--- Start of Given records ---

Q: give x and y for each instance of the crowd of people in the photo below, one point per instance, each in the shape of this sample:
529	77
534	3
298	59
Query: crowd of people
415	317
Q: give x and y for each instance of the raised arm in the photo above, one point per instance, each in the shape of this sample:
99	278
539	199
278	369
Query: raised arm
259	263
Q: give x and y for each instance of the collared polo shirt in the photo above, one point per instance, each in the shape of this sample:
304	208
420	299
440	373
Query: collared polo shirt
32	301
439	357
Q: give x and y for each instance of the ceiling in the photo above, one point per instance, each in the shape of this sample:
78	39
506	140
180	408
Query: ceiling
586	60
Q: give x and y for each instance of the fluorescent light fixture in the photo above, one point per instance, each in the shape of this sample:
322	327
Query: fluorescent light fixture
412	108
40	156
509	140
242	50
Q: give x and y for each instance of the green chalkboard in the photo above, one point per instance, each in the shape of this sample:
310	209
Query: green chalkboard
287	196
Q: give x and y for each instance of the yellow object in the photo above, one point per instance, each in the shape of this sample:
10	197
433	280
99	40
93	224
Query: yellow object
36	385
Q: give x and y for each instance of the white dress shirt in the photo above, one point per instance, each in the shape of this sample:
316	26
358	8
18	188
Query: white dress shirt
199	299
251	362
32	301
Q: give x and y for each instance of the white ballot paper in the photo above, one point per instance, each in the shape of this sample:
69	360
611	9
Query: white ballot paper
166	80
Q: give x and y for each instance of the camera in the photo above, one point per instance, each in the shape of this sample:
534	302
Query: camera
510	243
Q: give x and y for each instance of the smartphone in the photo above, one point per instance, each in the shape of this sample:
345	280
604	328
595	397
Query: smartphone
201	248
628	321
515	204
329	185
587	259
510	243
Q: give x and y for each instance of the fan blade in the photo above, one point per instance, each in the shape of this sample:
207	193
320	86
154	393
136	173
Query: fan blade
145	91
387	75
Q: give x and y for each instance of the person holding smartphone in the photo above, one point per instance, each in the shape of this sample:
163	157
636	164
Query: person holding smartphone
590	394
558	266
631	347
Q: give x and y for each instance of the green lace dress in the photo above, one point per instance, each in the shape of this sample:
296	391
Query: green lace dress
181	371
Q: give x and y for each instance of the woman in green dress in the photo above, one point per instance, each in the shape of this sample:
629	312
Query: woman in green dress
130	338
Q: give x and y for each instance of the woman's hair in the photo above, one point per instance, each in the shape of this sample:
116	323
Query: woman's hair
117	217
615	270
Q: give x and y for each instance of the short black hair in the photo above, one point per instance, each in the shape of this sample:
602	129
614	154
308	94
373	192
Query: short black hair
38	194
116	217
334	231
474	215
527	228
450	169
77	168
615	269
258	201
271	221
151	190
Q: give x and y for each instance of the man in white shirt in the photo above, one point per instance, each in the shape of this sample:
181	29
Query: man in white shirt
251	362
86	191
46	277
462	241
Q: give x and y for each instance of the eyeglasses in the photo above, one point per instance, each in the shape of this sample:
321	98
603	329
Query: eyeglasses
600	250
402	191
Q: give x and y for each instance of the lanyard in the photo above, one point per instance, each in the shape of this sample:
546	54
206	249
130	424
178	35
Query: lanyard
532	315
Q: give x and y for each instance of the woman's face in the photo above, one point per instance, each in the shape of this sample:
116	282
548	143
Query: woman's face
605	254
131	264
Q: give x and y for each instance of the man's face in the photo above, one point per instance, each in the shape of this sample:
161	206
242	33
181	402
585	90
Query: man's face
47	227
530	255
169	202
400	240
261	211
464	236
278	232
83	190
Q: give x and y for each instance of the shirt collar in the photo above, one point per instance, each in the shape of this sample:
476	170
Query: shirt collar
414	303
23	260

--- End of Given records ---

Express every line of the records above as a JSON list of strings, with one string per line and blank lines left out.

[
  "Q: give x and y for each instance of the crowd of people in the photo below, one point per instance, each in the shape of this sample:",
  "529\t77",
  "534\t3",
  "298\t59",
  "Query: crowd of people",
  "415\t317",
  "Q: give x and y for each instance of the raised arm in the photo above, one point per instance, each in the shape of this sample:",
  "99\t278",
  "539\t199",
  "278\t369",
  "Query: raised arm",
  "259\t263",
  "Q: give x and y for each instance of the collared polo shirt in the photo above, one point per instance, each in the shape of this sample:",
  "304\t208",
  "420\t299",
  "440\t373",
  "Query: collared polo shirt",
  "32\t301",
  "439\t357",
  "Q: give x and y for each instance of the ceiling in the photo above, one point per instance, each in the shape of this sample:",
  "78\t39",
  "506\t140",
  "180\t408",
  "Query: ceiling",
  "586\t60",
  "Q: give x and y for each instance of the fluorescent light fixture in the photo above, one point per instance, each in the shape of this sample:",
  "322\t327",
  "Query: fluorescent light fixture",
  "412\t108",
  "40\t156",
  "509\t140",
  "242\t50",
  "Q: give x and y for each instance of the green chalkboard in the photo above, one point per instance, each in the shape of this sample:",
  "310\t209",
  "Query: green chalkboard",
  "287\t196",
  "Q: give x and y for each instance of the yellow object in the photo above, one point per instance, each in the shape of this sample:",
  "10\t197",
  "433\t280",
  "99\t40",
  "93\t224",
  "Query: yellow object",
  "36\t385",
  "Q: give x and y for each instance of the white dress shirt in the photo above, one point per instance, each in the shape of this sample:",
  "316\t26",
  "358\t8",
  "18\t188",
  "Query: white dress shirt",
  "199\t299",
  "251\t362",
  "32\t301",
  "Q: give x and y for each instance of the white ballot paper in the photo above, one point per instance, each in the shape of this sample:",
  "69\t360",
  "611\t9",
  "Query: white ballot paper",
  "166\t80",
  "Q: give x and y for each instance of the camera in the photo above, one point per instance, each in the shape of this sample:",
  "534\t302",
  "Query: camera",
  "510\t243",
  "Q: give x and y for each instance of the smartphone in the photo above, one point per instance, each in the shape of this sample:",
  "345\t280",
  "604\t328",
  "595\t397",
  "Query: smartphone",
  "201\t248",
  "628\t321",
  "515\t204",
  "329\t185",
  "587\t259",
  "510\t243",
  "Q: give x and y for each instance of the fan blade in the photo above, one point per instance, each in the shape of this sample:",
  "207\t193",
  "320\t86",
  "154\t393",
  "136\t173",
  "Query: fan blade",
  "145\t91",
  "387\t75",
  "Q: give x and y for each instance of the person holding smartphone in the photo above, one point per instance, each in the shape of this sample:",
  "163\t157",
  "636\t164",
  "Query: person holding smartphone",
  "590\t394",
  "558\t266",
  "631\t347",
  "Q: give x and y for each instance of the green lace dress in the photo above, one point per instance, each in the shape of this sample:",
  "296\t391",
  "Query: green lace dress",
  "181\t371",
  "Q: give x and y for each instance of the woman in green dress in the photo above, one point per instance, each in the shape of this sample:",
  "629\t312",
  "Query: woman in green dress",
  "130\t338",
  "Q: give x and y for each instance of the woman's hair in the photo above, one point per instance, each in the shape of this sample:",
  "116\t323",
  "Query: woman's hair",
  "117\t217",
  "615\t270",
  "Q: give x and y for each instance of the short black hair in the photo above, one point per instance, each in the shape of this sample:",
  "602\t129",
  "614\t154",
  "308\t94",
  "373\t192",
  "Query: short black hair",
  "38\t194",
  "116\t217",
  "334\t231",
  "474\t215",
  "527\t228",
  "450\t169",
  "77\t168",
  "615\t269",
  "258\t201",
  "271\t221",
  "151\t190",
  "Q: give x and y for each instance of the man in white shirt in the photo above, one point per instance, each in the shape of this sample:",
  "181\t29",
  "Query: man in white shirt",
  "251\t362",
  "86\t191",
  "46\t277",
  "462\t241",
  "Q: give x and y for each instance of the eyeglasses in the photo above, one point per instance, each in the shape of this sample:",
  "321\t98",
  "603\t329",
  "Query: eyeglasses",
  "600\t250",
  "402\t191",
  "Q: give x and y for each instance of the lanyard in the photo above, one point per instance, each in the shape of this sample:",
  "546\t54",
  "206\t249",
  "130\t424",
  "178\t35",
  "Query: lanyard",
  "532\t315",
  "Q: give x and y for each instance of the woman's face in the photo above, one point per instance, each in the shape of this sample:",
  "116\t282",
  "548\t143",
  "Query: woman's face",
  "605\t254",
  "131\t264",
  "Q: give x and y for each instance of the man's face in the photo above, one point per instance, each in the shape of this sample:",
  "161\t206",
  "242\t33",
  "181\t402",
  "585\t90",
  "Query: man's face",
  "47\t227",
  "530\t255",
  "169\t202",
  "400\t240",
  "261\t211",
  "464\t236",
  "278\t232",
  "83\t190",
  "Q: give x and y for each instance of the shirt collar in the photo above, one point per instance, each in the shape of this sample:",
  "476\t170",
  "Query: shirt collar",
  "414\t303",
  "23\t260"
]